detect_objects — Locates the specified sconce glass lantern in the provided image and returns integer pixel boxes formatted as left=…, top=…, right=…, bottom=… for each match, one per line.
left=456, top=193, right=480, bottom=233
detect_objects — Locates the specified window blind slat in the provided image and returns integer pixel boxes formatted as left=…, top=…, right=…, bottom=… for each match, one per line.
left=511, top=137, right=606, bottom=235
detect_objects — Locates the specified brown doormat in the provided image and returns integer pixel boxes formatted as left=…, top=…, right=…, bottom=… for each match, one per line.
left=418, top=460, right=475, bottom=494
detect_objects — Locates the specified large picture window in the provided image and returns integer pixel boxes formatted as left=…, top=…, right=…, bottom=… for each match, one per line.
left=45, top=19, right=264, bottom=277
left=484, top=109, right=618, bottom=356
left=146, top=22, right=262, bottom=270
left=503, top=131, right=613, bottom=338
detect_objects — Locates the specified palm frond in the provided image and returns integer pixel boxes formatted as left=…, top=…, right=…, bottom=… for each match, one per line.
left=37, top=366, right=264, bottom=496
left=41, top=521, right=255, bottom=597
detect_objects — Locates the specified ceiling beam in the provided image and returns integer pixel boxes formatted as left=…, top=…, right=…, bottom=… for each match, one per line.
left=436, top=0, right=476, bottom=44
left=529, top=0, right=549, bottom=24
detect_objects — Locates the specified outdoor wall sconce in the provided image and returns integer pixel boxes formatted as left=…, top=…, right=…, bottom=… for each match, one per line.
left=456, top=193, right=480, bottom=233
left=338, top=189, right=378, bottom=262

=====

*What you will do*.
Rewrite only the records from the line containing "detect_objects — Locates the specified window" through the line containing "left=511, top=137, right=606, bottom=235", requests included, shifting every box coordinate in the answers up by 77.

*Response to this exercise*.
detect_objects — Locates the specified window blind slat in the provided image and returns integer pixel boxes formatted as left=…, top=…, right=…, bottom=… for each match, one per line.
left=588, top=214, right=683, bottom=312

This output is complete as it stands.